*** TASK MATERIAL Section Begins ***

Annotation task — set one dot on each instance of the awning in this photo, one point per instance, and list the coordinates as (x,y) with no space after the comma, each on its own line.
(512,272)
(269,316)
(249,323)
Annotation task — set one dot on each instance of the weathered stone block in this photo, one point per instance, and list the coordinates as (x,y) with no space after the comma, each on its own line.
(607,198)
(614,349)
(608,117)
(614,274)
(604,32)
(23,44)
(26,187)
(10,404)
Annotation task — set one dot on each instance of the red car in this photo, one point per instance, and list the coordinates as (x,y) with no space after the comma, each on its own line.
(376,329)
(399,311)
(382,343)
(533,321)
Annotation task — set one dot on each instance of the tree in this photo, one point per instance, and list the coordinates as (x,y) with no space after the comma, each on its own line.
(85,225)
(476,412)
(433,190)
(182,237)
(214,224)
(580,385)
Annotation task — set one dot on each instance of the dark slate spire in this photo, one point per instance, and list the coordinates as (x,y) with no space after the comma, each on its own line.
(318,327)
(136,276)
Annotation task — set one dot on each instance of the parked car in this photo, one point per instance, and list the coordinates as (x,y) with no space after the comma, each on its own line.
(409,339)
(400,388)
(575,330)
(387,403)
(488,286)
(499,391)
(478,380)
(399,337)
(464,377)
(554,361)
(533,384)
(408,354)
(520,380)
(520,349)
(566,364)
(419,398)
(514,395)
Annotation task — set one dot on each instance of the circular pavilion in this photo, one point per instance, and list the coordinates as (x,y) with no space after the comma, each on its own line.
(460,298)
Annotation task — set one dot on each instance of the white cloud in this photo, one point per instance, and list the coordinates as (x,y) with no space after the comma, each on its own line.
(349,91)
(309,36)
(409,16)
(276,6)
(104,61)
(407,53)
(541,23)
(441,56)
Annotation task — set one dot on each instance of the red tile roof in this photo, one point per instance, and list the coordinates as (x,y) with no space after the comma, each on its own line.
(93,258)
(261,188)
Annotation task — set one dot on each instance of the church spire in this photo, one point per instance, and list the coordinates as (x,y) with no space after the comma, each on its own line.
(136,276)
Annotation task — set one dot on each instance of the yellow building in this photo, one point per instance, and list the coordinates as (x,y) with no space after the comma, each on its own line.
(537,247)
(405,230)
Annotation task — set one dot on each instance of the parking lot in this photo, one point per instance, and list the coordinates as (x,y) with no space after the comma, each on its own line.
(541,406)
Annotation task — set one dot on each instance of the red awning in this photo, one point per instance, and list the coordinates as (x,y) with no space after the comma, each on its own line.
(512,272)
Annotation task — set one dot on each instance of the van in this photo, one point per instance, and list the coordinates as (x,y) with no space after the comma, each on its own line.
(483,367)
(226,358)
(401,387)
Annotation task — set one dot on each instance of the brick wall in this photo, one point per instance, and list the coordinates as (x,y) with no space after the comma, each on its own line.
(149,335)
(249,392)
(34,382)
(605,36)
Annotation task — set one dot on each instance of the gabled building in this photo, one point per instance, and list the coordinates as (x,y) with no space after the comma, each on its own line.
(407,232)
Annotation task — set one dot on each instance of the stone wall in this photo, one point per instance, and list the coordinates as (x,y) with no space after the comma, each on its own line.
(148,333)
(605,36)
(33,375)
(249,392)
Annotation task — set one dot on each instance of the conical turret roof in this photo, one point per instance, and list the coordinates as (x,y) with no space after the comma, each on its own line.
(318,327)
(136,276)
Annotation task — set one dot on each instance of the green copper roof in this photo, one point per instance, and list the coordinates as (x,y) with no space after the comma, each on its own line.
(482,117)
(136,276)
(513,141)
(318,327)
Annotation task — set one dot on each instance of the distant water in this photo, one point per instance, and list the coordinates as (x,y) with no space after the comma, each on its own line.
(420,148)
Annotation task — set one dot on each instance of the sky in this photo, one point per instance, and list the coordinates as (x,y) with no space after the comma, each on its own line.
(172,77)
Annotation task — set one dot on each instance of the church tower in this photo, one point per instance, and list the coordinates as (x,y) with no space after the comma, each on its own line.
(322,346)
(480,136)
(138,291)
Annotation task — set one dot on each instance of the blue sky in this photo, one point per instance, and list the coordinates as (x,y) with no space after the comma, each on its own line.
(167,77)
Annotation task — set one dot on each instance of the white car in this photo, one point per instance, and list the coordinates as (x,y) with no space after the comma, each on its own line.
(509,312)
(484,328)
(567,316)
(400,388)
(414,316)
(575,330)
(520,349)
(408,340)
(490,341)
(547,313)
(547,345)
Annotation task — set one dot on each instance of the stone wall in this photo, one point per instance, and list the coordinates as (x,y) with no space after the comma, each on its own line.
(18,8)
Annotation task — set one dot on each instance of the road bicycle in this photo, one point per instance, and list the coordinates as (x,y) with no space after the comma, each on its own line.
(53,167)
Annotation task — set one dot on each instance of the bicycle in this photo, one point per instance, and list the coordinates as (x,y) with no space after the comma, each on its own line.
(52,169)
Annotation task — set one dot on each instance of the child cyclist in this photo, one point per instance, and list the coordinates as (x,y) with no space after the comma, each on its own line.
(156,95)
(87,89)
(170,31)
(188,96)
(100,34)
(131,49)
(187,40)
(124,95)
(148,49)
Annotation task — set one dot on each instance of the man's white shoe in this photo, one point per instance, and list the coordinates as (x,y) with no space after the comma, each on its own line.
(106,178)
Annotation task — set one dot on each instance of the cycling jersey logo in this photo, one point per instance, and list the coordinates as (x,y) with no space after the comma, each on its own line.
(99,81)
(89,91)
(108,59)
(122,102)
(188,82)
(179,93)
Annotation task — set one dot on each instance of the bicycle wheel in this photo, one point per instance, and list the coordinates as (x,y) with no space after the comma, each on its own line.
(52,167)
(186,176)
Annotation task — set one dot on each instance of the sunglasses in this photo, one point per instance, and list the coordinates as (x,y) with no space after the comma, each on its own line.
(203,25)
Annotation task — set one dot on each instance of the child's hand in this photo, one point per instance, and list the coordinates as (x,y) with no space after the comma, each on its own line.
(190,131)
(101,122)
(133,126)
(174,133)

*** TASK MATERIAL Section Ends ***

> WHAT IS EXPECTED:
Give the listing above again in full, with no word altered.

> EXERCISE RESPONSE:
Annotation task — set one dot on each instance of the awning in this photo, one point per instance, and list the coordinates as (x,y) with no space after the comma, each on its own line.
(512,272)
(269,316)
(249,323)
Annotation task — set one dot on each instance of the weathered stone block in this photo, one point per instance, and list the coordinates as (x,y) with no space after the comma, each on its own line.
(607,198)
(614,349)
(608,117)
(614,274)
(604,32)
(23,44)
(26,187)
(10,404)
Annotation task — set one dot on each instance of the red car in this photo, one point per instance, and list the coordinates as (x,y) with no space after the comma, each on its own line.
(376,329)
(399,311)
(382,343)
(533,321)
Annotation task — set one dot on each instance of the tree in this photo, one point per instance, and list the coordinates as (x,y) with no space after the comma, each on its own line.
(85,225)
(476,412)
(433,190)
(182,237)
(214,224)
(580,385)
Annotation task — set one dot on each instance of the dark slate spire in this photo, one point per instance, and list the coordinates as (x,y) with no space after the comma, each on its own line.
(318,327)
(136,276)
Annotation task — set one dot on each instance of the parked car in this photo, one point per instance, and list the coordinates as (x,y) with no space after the comma, each on its own line.
(409,339)
(400,388)
(575,330)
(387,403)
(488,286)
(499,391)
(478,380)
(399,337)
(464,377)
(554,361)
(533,384)
(408,354)
(520,380)
(520,349)
(566,364)
(419,398)
(514,395)
Annotation task — set one dot on each instance of the circular pavilion in this photo, one point per instance, and list the coordinates as (x,y) with no space after the comma, each on its own line.
(460,298)
Annotation task — set one dot on each instance of the white cloud in this photo, one point per instance, and list the coordinates as (x,y) with no space after the comma, each on its own line.
(349,91)
(309,36)
(409,16)
(276,6)
(104,61)
(407,53)
(541,23)
(441,56)
Annotation task — set one dot on each instance of the red tile roof in this photo, one point per instance, and list the coordinates as (x,y) with no space after the comma, each on its own line.
(93,258)
(261,188)
Annotation task — set one dot on each instance of the church spire in this photo, one point per instance, and list the coordinates as (x,y) with no space after the comma, each on its own line.
(136,276)
Annotation task — set one dot on each instance of the yellow building in this photo, one point per instance, and list the coordinates as (x,y) with no space after the comma, each on its own line.
(537,247)
(405,230)
Annotation task — set one dot on each instance of the parking lot in this photo, one point per instance, and list the coordinates as (x,y) with no space after the comma, each on its own line.
(541,406)
Annotation task — set one dot on each instance of the red awning in this photo, one point per instance, and list the coordinates as (x,y) with no space after the comma, each on its own line.
(512,272)
Annotation task — set one dot on each instance of the van in this photo, one point per instance, and list the coordinates as (x,y) with no space after the comma, each on its own line.
(483,367)
(226,358)
(401,387)
Annotation task — set one dot on each instance of the brick wall in this photo, one point per instance, and list the coordinates as (x,y) with no space after the comma, each on its own line.
(149,335)
(249,392)
(34,382)
(605,36)
Annotation task — set one dot on each instance of the gabled building in this photo, one point per instance, and list the coordinates as (x,y) with no space after the comma, each on its own line.
(407,232)
Annotation task — set one dot on each instance of the stone wall in this photo, one point per instance, and list the coordinates as (x,y) with no space after the comma, each on its own line.
(148,333)
(605,36)
(33,375)
(249,392)
Annotation task — set one dot on each instance of the conical turret roof in this photo, one point per instance, and list the coordinates as (x,y) with no space after the comma, each on its own line.
(318,327)
(136,276)
Annotation task — set one dot on each instance of the green copper roof in this photo, one point per instance, and list the coordinates as (x,y) with no space after the comma, each on its own line.
(482,117)
(136,276)
(513,141)
(318,327)
Annotation task — set one dot on each instance of the distant water in this photo, one point per instance, and list the coordinates as (x,y) with no space after the comma, each on its own line.
(420,148)
Annotation task — set one dot on each instance of the sky in this photo, one point per instance, and list the coordinates as (x,y) with no space after the comma, each on its own line.
(172,77)
Annotation task — set one dot on each instance of the church tower in this photo, one point per instance, and list the coordinates as (x,y) with no space after the comma, each on its own line.
(322,346)
(480,136)
(138,291)
Annotation task — set one dot on each instance of the blue sky in this photo, one point per instance, and list the coordinates as (x,y) with no space after the comma, each on its own line.
(167,77)
Annotation task — set one dot on each instance of the white car in this photo, one point per instance, and list the coordinates as (x,y) with no space after the comma, each on its own line.
(509,312)
(484,328)
(567,316)
(400,388)
(414,316)
(575,330)
(520,349)
(408,340)
(490,341)
(547,313)
(547,345)
Annotation task — set one dot on each instance of the stone wall in this photo, one point per instance, and list the coordinates as (x,y) with no space after the comma, each on its own line.
(18,8)
Annotation task — set one dot on each instance of the road bicycle in this photo, one point per instance, and list the coordinates as (x,y) with no space after the comma, each on its own line.
(53,167)
Annotation task — set one dot on each instance of the bicycle in this photo, one point per instance, and list the coordinates as (x,y) with no space after the comma, each on its own line.
(52,169)
Annotation task — set one dot on each instance of the child cyclist in this photo, one point per instance, and list the coordinates as (x,y) with no space after the comma, each on its own line.
(156,95)
(87,89)
(170,31)
(188,96)
(100,34)
(131,49)
(187,40)
(124,95)
(148,49)
Annotation task — set one dot on each instance of the man's white shoe in this photo, one point per instance, and list the coordinates as (x,y) with no space after the comma, each on its own line.
(106,178)
Annotation task — set one dot on each instance of the cycling jersey logo in this photo, one point per instance, and list the coordinates as (x,y) with no space after the comma, each on its own line.
(99,81)
(89,91)
(108,59)
(122,102)
(188,82)
(179,93)
Annotation task — set one dot on each instance of the bicycle wheel in this photo, one point per instance, and list the coordinates as (x,y) with no space after the comma, each on its own line.
(52,167)
(186,176)
Annotation task — set one dot on each instance of the sunglasses in this photo, one point per instance, and list the coordinates as (x,y) with no space after the comma, each on its own line.
(203,25)
Annotation task — set one dot on each instance of the child's hand in this photo, one point per instance, and list the coordinates as (x,y) with no space after the comma, each on its own line.
(190,131)
(101,122)
(133,126)
(174,133)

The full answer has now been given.